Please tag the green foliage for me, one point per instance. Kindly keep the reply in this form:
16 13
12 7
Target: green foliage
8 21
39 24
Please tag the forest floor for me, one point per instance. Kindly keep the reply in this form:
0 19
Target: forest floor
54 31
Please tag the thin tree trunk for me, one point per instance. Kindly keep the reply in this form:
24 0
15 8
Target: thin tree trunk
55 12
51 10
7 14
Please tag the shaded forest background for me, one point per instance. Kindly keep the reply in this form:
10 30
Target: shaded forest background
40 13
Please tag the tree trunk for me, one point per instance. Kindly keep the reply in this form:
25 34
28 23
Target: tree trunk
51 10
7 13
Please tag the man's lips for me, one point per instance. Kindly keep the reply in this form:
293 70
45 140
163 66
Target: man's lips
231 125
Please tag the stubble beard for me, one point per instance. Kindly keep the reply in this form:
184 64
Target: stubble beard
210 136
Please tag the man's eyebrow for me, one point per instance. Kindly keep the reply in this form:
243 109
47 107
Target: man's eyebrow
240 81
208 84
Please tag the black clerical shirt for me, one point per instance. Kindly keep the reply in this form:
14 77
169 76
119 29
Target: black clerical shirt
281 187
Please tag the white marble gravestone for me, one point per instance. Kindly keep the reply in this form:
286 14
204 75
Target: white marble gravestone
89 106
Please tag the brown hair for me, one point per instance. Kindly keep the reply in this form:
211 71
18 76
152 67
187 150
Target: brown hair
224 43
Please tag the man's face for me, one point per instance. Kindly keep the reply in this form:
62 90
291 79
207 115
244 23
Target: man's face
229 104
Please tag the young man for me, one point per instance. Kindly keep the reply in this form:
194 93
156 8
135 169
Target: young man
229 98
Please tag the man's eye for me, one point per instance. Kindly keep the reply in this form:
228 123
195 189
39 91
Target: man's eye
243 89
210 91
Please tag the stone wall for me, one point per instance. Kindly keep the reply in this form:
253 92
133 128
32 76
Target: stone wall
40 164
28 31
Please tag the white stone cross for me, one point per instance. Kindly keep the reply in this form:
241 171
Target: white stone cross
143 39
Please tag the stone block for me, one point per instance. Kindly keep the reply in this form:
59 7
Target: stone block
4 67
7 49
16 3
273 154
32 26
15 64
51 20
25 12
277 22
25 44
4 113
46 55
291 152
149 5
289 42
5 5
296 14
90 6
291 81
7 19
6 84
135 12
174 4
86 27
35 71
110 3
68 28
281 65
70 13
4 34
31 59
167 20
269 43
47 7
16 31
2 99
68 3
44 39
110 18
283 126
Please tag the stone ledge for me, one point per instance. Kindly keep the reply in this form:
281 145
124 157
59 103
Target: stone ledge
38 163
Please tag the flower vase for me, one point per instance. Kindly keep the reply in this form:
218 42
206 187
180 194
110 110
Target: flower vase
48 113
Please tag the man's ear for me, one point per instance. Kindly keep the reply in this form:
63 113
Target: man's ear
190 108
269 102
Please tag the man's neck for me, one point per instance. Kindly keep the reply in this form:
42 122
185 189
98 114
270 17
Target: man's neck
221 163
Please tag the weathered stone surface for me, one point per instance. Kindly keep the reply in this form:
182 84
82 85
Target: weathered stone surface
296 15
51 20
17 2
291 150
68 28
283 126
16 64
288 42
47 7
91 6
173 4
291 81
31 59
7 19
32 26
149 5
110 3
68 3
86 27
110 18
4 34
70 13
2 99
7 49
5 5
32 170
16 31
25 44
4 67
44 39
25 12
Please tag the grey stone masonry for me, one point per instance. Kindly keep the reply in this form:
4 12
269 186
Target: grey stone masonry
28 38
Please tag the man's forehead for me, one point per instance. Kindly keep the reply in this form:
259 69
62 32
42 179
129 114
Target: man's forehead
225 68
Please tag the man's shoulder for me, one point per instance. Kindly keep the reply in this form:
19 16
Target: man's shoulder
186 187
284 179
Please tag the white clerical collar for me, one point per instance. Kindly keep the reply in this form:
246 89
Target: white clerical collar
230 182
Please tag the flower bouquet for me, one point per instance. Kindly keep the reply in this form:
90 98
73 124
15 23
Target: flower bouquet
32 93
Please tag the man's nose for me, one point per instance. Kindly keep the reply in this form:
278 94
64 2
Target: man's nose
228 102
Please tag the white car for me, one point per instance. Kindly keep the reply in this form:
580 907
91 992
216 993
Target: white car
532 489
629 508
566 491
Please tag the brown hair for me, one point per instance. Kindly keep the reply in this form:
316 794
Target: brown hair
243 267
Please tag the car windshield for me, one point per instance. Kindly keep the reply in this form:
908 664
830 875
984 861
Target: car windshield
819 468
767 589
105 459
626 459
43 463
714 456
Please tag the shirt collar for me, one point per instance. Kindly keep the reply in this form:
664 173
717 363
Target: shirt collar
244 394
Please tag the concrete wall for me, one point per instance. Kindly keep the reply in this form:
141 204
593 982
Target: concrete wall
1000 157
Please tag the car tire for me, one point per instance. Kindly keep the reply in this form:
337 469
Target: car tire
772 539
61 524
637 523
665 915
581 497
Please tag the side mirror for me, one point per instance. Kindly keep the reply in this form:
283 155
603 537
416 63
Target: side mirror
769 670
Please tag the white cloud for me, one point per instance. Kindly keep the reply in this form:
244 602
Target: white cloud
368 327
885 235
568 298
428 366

※ ※ ※

* _EXERCISE OBJECTIVE_: Could you give the data again, word for word?

* _REPLY_:
Please tag the green foliage for me, one point per instance. Kindly keep the reply in this form:
16 13
12 7
Target: green foliage
8 21
39 24
Please tag the forest floor for me, one point per instance. Kindly keep the reply in this form:
0 19
Target: forest floor
54 31
Please tag the thin tree trunk for me, one point per instance. Kindly keep the reply in this form:
24 0
15 8
Target: thin tree trunk
55 12
51 10
7 14
Please tag the shaded forest background for me, one point per instance. Kindly keep the reply in this form:
10 30
Target: shaded forest background
40 13
Please tag the tree trunk for me, one point per instance. Kindly keep the reply in this form:
25 34
28 23
Target: tree trunk
51 10
7 13
Please tag the man's lips for me, one point per instance. Kindly keep the reply in this form:
293 70
45 140
163 66
Target: man's lips
231 125
Please tag the stubble beard for me, one point per instance. Kindly keep the reply in this form:
184 64
Target: stubble beard
210 136
Please tag the man's eyebrow for me, one point per instance. Kindly keep the reply in this form:
243 109
47 107
Target: man's eyebrow
240 81
208 84
Please tag the black clerical shirt for me, one point per instance. Kindly keep the reply in this form:
14 77
169 76
119 29
Target: black clerical shirt
281 187
Please tag the white marble gravestone for me, one point per instance. Kindly keep the reply in this form:
286 14
204 75
Target: white marble gravestone
89 106
Please tag the brown hair for me, one point per instance. Kindly keep the reply in this form:
211 71
18 76
152 67
187 150
Target: brown hair
224 43
Please tag the man's face for me, one point per instance. Kindly keep the reply in this form:
62 90
291 79
207 115
244 23
Target: man's face
229 104
Please tag the young man for me, one point per instance. Kindly keep the reply in this form:
194 93
156 8
135 169
Target: young man
229 98
Please tag the man's eye for me, one point per instance. Kindly keep the reply in this form:
228 123
195 189
39 91
Target: man's eye
243 89
210 91
Please tag the stone wall for me, one point per instance. Kindly keep the reply in this form:
253 92
133 128
32 76
Target: stone wall
40 164
28 31
Please tag the white stone cross for me, one point per instance. Kindly keep the reply in this form:
241 171
Target: white stone cross
143 39
Please tag the stone block for me, one point per instance. Kindly keep the reply in this form:
59 7
Target: stone block
4 67
7 49
16 3
273 154
32 26
15 64
51 20
25 12
277 22
25 44
4 113
46 55
291 152
149 5
289 42
5 5
296 14
90 6
291 81
7 19
6 84
135 12
174 4
86 27
35 71
110 3
68 28
281 65
70 13
4 34
31 59
167 20
269 43
47 7
16 31
2 99
68 3
44 39
110 18
283 126
Please tag the stone ledge for me, one point per instance. Kindly keep the reply in this form:
281 145
124 157
59 103
Target: stone ledge
38 163
Please tag the flower vase for me, one point per instance. Kindly keep the reply in this form:
218 42
206 187
180 194
110 110
Target: flower vase
48 113
Please tag the man's ear for me, one point per instance. Kindly keep the reply in this form:
63 113
Target: man's ear
190 108
269 102
Please tag the man's neck for me, one point per instance. Kindly keep the reply in this form:
42 122
185 189
98 114
270 17
Target: man's neck
221 163
Please tag the weathered stone surface for me, one point per instance. Kindly keep the reply in this form:
182 84
82 85
Target: weathered stone surface
296 15
51 20
17 2
291 150
68 28
283 126
16 64
288 42
47 7
91 6
173 4
291 81
31 59
7 19
32 26
149 5
110 3
68 3
86 27
110 18
4 34
70 13
2 99
7 49
5 5
32 170
16 31
25 44
4 67
44 39
25 12
Please tag the grey stone masonry for me, one point per instance. Kindly keep the reply in this form:
4 12
269 186
Target: grey stone masonry
28 38
Please tag the man's forehead for me, one point per instance. Kindly keep the reply in this form:
259 69
62 32
42 179
129 114
Target: man's forehead
225 68
Please tag the man's shoulder for me, one point per instance. Kindly keep the reply in this form:
19 16
Target: man's shoulder
186 187
284 179
Please tag the white clerical collar for me, one point per instance. Kindly keep the reply in this form:
246 89
Target: white clerical collar
230 182
Please tag the flower bouquet for me, one point per instance. Kindly keep the reply in this form:
90 98
73 124
15 23
Target: flower bouquet
32 93
Please tag the man's nose for me, one point per instance. Kindly keep the reply in this form:
278 94
64 2
Target: man's nose
228 102
Please tag the white car for me, one point per instance. Kindly keep the reply in this form:
580 907
91 992
216 993
Target: white car
532 489
629 508
566 491
Please tag the brown hair for me, one point per instance. Kindly keep the reply in this form:
316 794
Target: brown hair
243 267
Please tag the car windshield for me, one point per instance. Kindly keep the reply in this form:
908 664
830 875
984 861
Target: car windshield
819 468
767 589
105 459
626 459
43 463
714 456
Please tag the shirt collar for me, one point per instance. Kindly keep the reply in this form:
664 173
717 363
Target: shirt collar
244 394
Please tag the concrete wall for me, one point per instance. Kindly keep the reply in this form:
141 204
593 982
Target: concrete wall
1000 157
Please tag the car tire for me, one point per instance. Kindly keep the reply in this form:
337 469
Target: car tire
772 539
61 524
637 523
665 915
581 497
Please tag the side mirror for me, one point per instance. Kindly keep the reply in this form:
283 155
603 537
416 63
Target: side mirror
769 670
Please tag the white cloud for me, one point per instance. Kindly keep the reply in this form:
244 602
Target: white cloud
368 327
885 235
568 298
428 366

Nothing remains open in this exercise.